**What needs to be done:**
Output the records that follow exactly as they are written.

[Saved data entries]
"""

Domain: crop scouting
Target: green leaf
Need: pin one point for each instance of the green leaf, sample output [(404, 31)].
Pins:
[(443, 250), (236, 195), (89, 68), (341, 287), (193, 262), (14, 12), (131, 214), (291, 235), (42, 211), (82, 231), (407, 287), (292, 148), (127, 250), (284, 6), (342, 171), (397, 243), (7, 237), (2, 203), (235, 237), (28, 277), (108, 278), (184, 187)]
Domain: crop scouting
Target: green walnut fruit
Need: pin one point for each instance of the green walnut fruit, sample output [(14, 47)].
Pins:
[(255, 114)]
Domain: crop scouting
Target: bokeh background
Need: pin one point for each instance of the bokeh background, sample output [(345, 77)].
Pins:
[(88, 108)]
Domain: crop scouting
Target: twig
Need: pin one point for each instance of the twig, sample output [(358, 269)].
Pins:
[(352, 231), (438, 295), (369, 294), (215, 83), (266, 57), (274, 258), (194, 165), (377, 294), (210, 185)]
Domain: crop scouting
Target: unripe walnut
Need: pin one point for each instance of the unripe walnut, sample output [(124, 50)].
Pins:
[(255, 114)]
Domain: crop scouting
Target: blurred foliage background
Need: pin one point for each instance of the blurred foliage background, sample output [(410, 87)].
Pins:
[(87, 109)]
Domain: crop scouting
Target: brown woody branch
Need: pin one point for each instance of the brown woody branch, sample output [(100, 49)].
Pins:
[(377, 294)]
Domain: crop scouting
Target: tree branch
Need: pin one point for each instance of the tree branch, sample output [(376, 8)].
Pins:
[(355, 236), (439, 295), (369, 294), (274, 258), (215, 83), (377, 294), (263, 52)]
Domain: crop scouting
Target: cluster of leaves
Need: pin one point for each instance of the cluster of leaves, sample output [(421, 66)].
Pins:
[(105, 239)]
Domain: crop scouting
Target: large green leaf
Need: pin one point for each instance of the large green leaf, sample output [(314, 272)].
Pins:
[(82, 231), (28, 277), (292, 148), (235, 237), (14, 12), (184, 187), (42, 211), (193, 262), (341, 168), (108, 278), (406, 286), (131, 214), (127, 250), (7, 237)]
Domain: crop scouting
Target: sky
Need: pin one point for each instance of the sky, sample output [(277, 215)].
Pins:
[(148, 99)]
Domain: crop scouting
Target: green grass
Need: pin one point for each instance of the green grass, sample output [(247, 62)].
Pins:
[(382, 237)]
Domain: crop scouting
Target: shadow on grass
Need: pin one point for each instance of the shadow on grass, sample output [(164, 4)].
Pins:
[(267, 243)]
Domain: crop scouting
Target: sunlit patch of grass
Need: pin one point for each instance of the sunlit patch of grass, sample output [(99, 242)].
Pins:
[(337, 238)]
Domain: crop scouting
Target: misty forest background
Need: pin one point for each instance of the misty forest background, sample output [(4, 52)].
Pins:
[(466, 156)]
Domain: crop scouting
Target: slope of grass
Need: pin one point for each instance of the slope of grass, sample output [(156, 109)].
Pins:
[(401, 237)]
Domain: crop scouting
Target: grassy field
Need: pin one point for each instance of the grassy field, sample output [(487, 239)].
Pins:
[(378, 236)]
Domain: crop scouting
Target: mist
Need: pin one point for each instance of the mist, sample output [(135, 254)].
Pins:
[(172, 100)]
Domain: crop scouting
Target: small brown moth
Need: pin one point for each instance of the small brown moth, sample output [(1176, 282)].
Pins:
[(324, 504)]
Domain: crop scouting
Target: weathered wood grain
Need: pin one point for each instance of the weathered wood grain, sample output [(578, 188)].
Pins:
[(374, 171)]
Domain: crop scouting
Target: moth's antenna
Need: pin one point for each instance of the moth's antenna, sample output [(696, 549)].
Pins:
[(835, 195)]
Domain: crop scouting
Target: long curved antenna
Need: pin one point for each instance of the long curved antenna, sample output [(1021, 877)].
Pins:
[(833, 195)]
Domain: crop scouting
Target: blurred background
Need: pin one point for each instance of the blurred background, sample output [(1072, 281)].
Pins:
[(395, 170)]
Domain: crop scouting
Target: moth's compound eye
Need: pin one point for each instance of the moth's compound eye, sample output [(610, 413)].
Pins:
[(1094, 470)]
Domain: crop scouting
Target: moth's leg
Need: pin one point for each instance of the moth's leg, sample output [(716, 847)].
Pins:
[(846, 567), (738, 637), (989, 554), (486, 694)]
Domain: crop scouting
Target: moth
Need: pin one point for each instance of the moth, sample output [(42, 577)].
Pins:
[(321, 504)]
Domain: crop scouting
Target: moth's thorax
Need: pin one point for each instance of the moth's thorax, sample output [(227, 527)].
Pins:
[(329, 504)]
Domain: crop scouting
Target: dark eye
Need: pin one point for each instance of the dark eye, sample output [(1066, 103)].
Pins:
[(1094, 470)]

"""

**Problem solution:**
Domain: crop scouting
Target: green leaf
Need: pin one point for each instance of the green leaf, sample output [(404, 31)].
Pins:
[(443, 250), (236, 195), (89, 68), (341, 287), (193, 262), (14, 12), (131, 214), (291, 235), (42, 211), (82, 231), (407, 287), (292, 148), (127, 250), (284, 6), (342, 171), (397, 243), (7, 237), (2, 203), (235, 237), (28, 277), (108, 278), (184, 187)]
Domain: crop scouting
Target: green walnut fruit
Need: pin one point for each instance of the green walnut fruit, sample output [(14, 47)].
Pins:
[(255, 114)]
Domain: crop scouting
Target: bokeh background
Need: pin one point for each instance of the bokeh background, sample output [(345, 77)].
Pins:
[(88, 108)]
Domain: crop scouting
Target: twig
Need: pin one point for each instance of the twig, sample output [(358, 269)].
Pins:
[(352, 231), (438, 295), (369, 294), (215, 83), (266, 57), (274, 258), (194, 165), (377, 294), (210, 185)]
Domain: crop scouting
Target: unripe walnut
Need: pin one point for each instance of the unripe walnut, sample output [(124, 50)].
Pins:
[(255, 114)]
Domain: crop scouting
Target: blurred foliage background
Need: pin one point for each instance of the blurred foliage background, sample output [(410, 87)].
Pins:
[(87, 109)]
Domain: crop scouting
Target: brown woody branch
Need: pin one point for each instance of the brown woody branch, sample output [(100, 49)].
Pins:
[(377, 294)]
Domain: crop scouting
Target: tree branch
Need: pin one point for each instance of the tree branch, sample output [(376, 8)].
Pins:
[(355, 236), (439, 295), (369, 294), (274, 258), (215, 83), (377, 294), (263, 52)]
Domain: crop scouting
Target: cluster of leaves
Need: pin one point for each instance of the cluster of leaves, sample output [(421, 66)].
Pins:
[(105, 239)]
Domain: crop scouting
Target: large green leaf
Need: pin one point for each instance of the large green leaf, sample output [(314, 272)].
Pins:
[(82, 231), (28, 277), (292, 148), (235, 237), (14, 12), (184, 187), (42, 211), (193, 262), (341, 168), (108, 278), (406, 286), (131, 214), (127, 250), (7, 237)]
Domain: crop scouting
Target: sky
Need: pin one point for each instance of the sky, sample output [(277, 215)].
Pins:
[(148, 99)]
Domain: crop scouting
Target: green grass
Need: pin one point for each instance of the green grass, sample output [(247, 62)].
Pins:
[(382, 237)]
Domain: crop scouting
Target: shadow on grass
Need: pin one point for each instance of the shadow on grass, sample output [(164, 4)].
Pins:
[(267, 243)]
Domain: crop scouting
Target: sunlit patch of grass
Need: pin one point for each instance of the sunlit patch of grass, sample output [(99, 242)].
Pins:
[(337, 238)]
Domain: crop scouting
Target: misty forest background
Need: pin one point for each instance of the misty forest background, sample output [(4, 52)].
Pins:
[(466, 156)]
Domain: crop scouting
Target: slope of grass
Need: pin one point for each instance of the slope of grass, sample output [(156, 109)].
Pins:
[(401, 237)]
Domain: crop scouting
Target: grassy field
Need: pin one point for each instance of the grassy field, sample output [(487, 239)].
Pins:
[(378, 236)]
Domain: crop scouting
Target: mist
Need: pin one point for each instance of the mist, sample output [(135, 254)].
Pins:
[(172, 100)]
Domain: crop scouting
Target: small brown moth
Need: pin one point for each instance of the small brown moth, sample output [(1176, 282)].
Pins:
[(324, 504)]
Domain: crop scouting
Target: weathered wood grain
Need: pin one point for each instance of the weathered wood grain, sample output [(578, 188)].
Pins:
[(374, 171)]
Domain: crop scouting
Target: moth's antenna
Need: pin one point for each instance of the moth's antenna, sample output [(696, 549)].
Pins:
[(835, 195)]
Domain: crop scouting
Target: long curved antenna
Need: pin one point for each instance of the long curved antenna, sample output [(1021, 877)].
Pins:
[(833, 195)]
Domain: crop scouting
Target: blurred background
Need: pin one point for each instance of the blurred background, sample output [(1072, 281)].
Pins:
[(395, 170)]
Domain: crop scouting
Target: moth's compound eye
Need: pin one point for each instance of the moth's compound eye, sample output [(610, 413)].
Pins:
[(1094, 470)]
Domain: crop scouting
Target: moth's leg
Need: pin one point for each instance of the moth's leg, sample output [(716, 847)].
Pins:
[(846, 567), (738, 637), (989, 554), (486, 694)]
Domain: crop scouting
Target: moth
Need: pin one point for each instance of the moth, sample output [(42, 577)].
Pins:
[(321, 504)]
Domain: crop scouting
Target: moth's thorax
Need: pin one point for each instance of the moth's thorax, sample output [(227, 527)].
Pins:
[(329, 504)]
Domain: crop scouting
Target: dark eye
Need: pin one point for each instance of the dark eye, sample output [(1066, 103)].
Pins:
[(1094, 470)]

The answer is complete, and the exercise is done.